Problem details:
Extend the passage on silicon nanowire growth and transistor measurements, picking up after its final sentence.

Passage shown:
§

The growing process is based on the ion bombardment on the silicon substrate. Roughness is generated on the surface. Thus, the tension remains on the deposited Au layer. A post-annealing step can help to generate nanosized Au-Si droplets. The following growth of the SiNWs is directly influenced by the droplets. The diameters of the grown SiNWs are determined by the dimensions of the droplets. As such precise control on the size of the droplets is critical for the grown SiNWs. Figure 1a shows that the diameters of the grown NWs are randomly varied from 5 nm to 20 nm. This is helpful for the experiment in this paper, since a several samples with different diameters can be prepared on the same substrate at the same time, with the same conditions. For future application in integrated circuits, it is important to uniformly prepare the SiNWs. To satisfy the mass production requirement, an advanced ultrafine lithographic process can be adopted instead of the ion bombardment approach.
For the fabricated SiNW transistor, its gate oxide layer was grown naturally after the SiNW was extracted from the MBE system. During the subsequent annealing and electrode deposition steps, the oxide layer was gradually accumulated on the surface. To verify the quality of the oxide layer, the leakage current was measured on the prepared 5-nm SiNW transistor. The result is shown in Figure 7, showing the characteristics of the leakage current versus the gate voltage. Scanning was performed from −0.5 V to 0.5 V. It can be seen that the leakage current was less than 0.1 nA, demonstrating the quality of the oxide layer.
To investigate the states of the trapped charges in the fabricated 5-nm SiNW transistor, the hysteresis behavior was characterized on the device. Hysteresis is the shift in the threshold voltage during the forward (+V to −V) and the reverse gate voltage sweep (−V to +V), at a constant drain voltage bias. The trapping is typically manifested as hysteresis behavior during transistor IV scans. Figure 8 shows the measured hysteresis loop of the transistor at the drain voltage VSD = 40 mV. The threshold voltages in the down-sweep stage were higher than the voltages in the up-sweep stage, suggesting the negative polarity of the trapped charges in the device. The trapping state scatters the charge carriers, and hence it decreases the carrier mobility. Further research work on the trapped charges is necessary to investigate the source and the locations in the device.

§

Material:
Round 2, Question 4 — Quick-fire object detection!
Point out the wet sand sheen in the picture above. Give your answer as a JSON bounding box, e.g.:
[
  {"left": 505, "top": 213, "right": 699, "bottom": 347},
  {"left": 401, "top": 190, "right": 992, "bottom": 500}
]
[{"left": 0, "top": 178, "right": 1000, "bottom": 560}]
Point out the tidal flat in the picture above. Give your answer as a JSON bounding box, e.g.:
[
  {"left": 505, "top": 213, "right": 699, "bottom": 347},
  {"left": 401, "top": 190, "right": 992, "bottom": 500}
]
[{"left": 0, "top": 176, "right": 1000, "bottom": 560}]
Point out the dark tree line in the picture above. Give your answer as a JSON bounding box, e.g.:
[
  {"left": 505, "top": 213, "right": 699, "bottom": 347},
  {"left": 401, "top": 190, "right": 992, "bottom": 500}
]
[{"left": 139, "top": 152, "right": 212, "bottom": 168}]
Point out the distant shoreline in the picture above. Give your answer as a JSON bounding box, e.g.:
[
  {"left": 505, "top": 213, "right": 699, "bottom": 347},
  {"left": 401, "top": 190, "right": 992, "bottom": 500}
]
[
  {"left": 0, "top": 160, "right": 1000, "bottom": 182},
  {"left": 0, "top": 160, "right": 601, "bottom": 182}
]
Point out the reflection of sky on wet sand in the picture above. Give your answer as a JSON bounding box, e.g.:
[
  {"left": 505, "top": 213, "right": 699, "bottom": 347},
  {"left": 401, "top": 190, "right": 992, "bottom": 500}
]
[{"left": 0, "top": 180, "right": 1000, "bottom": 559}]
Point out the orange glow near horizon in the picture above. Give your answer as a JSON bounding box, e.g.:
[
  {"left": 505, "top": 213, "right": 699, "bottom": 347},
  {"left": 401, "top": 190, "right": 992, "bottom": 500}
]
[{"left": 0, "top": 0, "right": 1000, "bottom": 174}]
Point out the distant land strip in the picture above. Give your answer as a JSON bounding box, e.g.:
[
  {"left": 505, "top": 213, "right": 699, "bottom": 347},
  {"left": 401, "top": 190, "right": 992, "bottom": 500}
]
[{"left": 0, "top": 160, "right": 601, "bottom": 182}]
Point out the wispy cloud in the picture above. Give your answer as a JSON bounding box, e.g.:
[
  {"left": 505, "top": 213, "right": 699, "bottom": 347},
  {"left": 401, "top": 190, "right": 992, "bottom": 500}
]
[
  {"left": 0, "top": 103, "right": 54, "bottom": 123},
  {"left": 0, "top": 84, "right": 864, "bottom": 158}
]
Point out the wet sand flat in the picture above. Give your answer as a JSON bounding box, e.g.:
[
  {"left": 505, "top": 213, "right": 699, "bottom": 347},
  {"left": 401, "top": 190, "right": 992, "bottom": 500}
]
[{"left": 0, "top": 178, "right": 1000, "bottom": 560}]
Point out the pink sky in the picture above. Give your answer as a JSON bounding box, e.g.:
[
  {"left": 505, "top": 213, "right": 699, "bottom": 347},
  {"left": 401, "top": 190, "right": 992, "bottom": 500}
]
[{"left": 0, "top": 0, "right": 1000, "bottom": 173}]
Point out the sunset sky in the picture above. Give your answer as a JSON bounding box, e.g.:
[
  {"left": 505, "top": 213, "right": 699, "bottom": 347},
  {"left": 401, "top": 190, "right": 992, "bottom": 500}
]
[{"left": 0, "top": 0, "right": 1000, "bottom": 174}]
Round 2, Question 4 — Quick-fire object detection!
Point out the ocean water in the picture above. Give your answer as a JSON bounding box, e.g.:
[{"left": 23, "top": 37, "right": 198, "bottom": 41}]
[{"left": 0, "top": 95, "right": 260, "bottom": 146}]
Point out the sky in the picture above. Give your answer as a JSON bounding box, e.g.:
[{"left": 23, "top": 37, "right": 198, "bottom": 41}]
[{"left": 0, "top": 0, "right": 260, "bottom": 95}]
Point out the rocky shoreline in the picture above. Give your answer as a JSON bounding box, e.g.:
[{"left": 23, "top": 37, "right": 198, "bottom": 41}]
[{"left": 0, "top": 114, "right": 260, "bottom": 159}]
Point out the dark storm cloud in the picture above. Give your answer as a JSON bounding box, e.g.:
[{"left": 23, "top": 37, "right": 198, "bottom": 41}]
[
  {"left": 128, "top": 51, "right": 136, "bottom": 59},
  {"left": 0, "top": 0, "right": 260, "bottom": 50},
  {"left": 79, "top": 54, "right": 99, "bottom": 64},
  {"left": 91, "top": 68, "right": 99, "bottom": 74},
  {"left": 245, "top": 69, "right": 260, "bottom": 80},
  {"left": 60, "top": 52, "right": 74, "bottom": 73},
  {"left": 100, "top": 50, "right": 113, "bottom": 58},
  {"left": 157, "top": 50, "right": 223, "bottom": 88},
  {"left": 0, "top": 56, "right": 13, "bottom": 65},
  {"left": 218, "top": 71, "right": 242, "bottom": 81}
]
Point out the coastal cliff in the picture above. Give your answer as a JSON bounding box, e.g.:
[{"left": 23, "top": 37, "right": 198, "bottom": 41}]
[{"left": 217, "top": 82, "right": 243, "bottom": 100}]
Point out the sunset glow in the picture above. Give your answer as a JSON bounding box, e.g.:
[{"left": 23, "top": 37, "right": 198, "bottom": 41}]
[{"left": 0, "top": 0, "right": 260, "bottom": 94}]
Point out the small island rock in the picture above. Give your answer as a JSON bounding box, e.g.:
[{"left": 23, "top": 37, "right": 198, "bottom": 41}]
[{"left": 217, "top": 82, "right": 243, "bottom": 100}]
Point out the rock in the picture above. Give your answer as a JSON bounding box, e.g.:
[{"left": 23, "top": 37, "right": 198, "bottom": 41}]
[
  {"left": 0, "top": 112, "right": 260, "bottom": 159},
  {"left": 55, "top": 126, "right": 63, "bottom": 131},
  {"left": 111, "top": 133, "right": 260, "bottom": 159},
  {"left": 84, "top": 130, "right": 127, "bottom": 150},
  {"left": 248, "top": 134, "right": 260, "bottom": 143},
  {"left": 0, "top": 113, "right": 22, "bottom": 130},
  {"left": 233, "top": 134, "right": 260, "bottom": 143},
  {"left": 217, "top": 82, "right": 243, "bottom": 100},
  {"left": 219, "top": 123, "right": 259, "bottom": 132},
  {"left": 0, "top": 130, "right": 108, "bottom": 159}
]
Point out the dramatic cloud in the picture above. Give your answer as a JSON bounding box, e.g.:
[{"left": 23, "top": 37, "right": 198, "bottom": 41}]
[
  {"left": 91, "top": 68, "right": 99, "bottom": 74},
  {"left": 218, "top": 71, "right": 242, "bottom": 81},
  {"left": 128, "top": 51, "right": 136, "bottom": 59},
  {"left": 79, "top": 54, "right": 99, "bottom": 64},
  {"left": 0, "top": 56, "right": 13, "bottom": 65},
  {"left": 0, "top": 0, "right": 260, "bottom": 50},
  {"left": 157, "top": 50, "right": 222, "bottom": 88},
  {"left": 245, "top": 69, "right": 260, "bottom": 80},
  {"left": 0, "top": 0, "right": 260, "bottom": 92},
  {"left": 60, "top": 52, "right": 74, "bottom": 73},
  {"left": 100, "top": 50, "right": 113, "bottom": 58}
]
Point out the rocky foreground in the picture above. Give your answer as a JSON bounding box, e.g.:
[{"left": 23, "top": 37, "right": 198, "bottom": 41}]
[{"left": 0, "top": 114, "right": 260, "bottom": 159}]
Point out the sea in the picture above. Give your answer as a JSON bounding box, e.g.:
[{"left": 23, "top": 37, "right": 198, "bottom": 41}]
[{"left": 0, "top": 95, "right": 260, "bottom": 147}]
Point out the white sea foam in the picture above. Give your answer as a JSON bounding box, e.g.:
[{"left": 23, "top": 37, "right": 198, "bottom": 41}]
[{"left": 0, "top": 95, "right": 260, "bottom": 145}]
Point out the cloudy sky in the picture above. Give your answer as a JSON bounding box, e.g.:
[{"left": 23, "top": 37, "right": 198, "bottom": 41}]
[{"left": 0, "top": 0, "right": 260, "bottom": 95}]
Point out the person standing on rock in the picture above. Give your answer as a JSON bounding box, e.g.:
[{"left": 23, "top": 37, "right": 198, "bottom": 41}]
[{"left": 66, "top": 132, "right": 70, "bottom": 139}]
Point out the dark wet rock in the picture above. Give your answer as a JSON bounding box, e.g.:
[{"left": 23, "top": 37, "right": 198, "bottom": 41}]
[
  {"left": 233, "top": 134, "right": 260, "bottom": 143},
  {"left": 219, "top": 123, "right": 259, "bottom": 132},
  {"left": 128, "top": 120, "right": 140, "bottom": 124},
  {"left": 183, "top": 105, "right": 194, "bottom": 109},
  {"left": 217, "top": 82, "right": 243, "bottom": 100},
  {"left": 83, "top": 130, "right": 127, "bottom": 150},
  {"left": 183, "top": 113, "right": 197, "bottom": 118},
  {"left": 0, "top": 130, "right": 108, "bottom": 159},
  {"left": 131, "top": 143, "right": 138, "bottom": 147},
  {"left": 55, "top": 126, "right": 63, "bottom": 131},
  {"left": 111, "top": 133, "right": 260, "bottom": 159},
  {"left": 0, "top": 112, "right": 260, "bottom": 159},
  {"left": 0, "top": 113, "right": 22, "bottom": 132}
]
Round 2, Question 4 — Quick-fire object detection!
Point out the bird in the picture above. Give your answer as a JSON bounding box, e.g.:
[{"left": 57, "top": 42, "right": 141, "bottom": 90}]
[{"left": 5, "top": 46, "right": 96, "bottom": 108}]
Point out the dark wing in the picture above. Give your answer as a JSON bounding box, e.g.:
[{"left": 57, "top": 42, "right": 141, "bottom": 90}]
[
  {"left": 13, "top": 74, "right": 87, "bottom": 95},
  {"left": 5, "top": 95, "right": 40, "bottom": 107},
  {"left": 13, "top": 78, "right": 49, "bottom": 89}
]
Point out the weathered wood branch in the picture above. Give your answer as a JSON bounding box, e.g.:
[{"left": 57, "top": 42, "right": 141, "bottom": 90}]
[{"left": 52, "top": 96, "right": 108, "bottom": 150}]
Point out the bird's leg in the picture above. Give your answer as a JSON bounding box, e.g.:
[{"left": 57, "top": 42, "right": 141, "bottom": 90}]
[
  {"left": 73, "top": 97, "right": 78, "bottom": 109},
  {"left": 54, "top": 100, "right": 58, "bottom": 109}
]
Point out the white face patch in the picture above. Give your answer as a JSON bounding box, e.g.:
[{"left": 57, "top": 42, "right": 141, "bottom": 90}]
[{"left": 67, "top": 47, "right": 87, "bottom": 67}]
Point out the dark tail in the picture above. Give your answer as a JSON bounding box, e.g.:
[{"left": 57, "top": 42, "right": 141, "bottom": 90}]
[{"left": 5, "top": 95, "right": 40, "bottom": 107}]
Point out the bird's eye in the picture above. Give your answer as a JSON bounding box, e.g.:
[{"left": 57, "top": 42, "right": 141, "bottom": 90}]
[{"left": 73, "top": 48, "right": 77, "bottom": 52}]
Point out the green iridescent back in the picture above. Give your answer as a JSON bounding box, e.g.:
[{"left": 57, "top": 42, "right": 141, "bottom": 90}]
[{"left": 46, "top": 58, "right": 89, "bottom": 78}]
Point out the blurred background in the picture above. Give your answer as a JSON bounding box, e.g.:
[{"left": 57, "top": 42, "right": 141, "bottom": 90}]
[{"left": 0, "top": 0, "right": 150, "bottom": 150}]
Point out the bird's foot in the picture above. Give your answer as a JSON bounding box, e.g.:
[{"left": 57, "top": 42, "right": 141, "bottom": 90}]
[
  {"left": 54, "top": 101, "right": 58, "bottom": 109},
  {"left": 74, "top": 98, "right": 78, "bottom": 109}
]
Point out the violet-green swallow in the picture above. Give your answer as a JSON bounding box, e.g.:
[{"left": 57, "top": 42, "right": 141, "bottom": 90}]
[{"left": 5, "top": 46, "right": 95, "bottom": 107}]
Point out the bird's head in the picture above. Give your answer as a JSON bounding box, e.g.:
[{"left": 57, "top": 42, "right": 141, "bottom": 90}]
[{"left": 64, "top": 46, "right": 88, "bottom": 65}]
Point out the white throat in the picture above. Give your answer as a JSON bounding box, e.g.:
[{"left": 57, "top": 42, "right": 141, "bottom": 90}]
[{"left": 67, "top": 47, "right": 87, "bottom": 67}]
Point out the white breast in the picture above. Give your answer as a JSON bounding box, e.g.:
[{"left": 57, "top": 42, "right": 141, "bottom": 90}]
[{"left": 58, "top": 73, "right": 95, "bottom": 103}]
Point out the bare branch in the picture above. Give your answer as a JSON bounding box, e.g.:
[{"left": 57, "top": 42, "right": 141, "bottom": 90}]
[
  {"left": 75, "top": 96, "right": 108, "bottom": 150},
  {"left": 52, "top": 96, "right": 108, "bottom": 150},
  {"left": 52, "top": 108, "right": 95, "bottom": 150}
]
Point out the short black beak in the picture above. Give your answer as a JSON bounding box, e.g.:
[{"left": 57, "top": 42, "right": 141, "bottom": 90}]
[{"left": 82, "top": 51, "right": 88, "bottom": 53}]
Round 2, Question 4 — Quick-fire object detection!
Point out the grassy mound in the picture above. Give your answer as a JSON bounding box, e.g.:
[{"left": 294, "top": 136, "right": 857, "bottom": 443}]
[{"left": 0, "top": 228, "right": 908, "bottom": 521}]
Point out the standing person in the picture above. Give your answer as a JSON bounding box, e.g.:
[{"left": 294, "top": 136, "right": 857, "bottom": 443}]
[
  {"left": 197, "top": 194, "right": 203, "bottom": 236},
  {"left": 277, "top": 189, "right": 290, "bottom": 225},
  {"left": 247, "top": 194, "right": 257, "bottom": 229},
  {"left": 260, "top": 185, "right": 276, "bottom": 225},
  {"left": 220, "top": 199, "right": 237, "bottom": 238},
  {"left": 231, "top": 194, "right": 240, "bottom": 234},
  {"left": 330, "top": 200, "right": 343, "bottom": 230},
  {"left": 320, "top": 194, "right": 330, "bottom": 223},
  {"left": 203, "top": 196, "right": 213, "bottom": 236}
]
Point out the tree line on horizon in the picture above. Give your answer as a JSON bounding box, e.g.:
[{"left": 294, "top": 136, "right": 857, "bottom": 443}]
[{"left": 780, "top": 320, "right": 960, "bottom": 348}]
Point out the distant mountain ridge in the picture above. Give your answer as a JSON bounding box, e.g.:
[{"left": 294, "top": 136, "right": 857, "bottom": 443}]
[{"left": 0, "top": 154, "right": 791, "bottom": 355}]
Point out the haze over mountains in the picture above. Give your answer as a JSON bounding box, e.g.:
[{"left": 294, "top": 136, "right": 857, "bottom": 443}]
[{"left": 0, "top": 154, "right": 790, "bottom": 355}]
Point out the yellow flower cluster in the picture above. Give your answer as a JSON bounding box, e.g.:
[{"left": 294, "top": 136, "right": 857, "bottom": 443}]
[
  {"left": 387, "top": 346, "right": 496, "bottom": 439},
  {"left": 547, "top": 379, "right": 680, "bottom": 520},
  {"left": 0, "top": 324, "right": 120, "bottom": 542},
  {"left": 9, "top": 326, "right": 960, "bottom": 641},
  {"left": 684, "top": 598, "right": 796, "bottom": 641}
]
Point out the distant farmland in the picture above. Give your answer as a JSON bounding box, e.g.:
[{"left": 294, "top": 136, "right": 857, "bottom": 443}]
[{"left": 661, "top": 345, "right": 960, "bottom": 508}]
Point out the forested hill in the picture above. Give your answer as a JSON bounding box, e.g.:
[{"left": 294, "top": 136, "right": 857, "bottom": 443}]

§

Solved exercise:
The current of the assembled 5-nm SiNW transistor are at a nA scale, as shown in Figure 5 and Figure 6. There are obvious noises on the IV curves in Figure 6. The origin of the noises is currently unclear. There were two possible sources of the noises, which included the experimental set-up and the fabricated device. Further investigation should be conducted to clarify the origin and to improve the quality of the transistor.
To investigate the doping densities of the grown nanowires, the capacitance-voltage technique [12] was used to measure the doping profiles of the samples, with and without plasma assistance. The 20-nm SiNWs were used for the characterization. The results are shown in Figure 9, using the six different doping densities. Four results were summarized as corresponding to one single doping level, which included the chemical doping densities with plasma assistance (Line 1), the chemical doping densities without plasma assistance (Line 2), the electrical doping densities with plasma assistance (Line 3), and the electrical doping densities without plasma assistance (Line 4). It could be seen that there were obvious discrepancies among the four lines for one single doping level. As shown in Figure 9a, the doping level was ND = 1 × 1016 cm−3. For the nanowire prepared using plasma assistance (Line 1), its chemical doping concentration on the surface was 1.2 × 1016 cm−3. It drops at the center, to around 5 × 1015 cm−3. For the nanowire prepared without plasma assistance (Line 2), its chemical doping concentration on the surface was 1 × 1016 cm−3. Its center density was 5 × 1014 cm−3. Comparing the data in Line 1 and Line 2, it could be seen that the plasma assistance was helpful for the doping distribution, assisting the distribution more homogeneously. For the five other doping concentrations, the same tendency could be found in which the chemical doping profiles assisted by plasma showed more homogeneity than those without plasma assistance.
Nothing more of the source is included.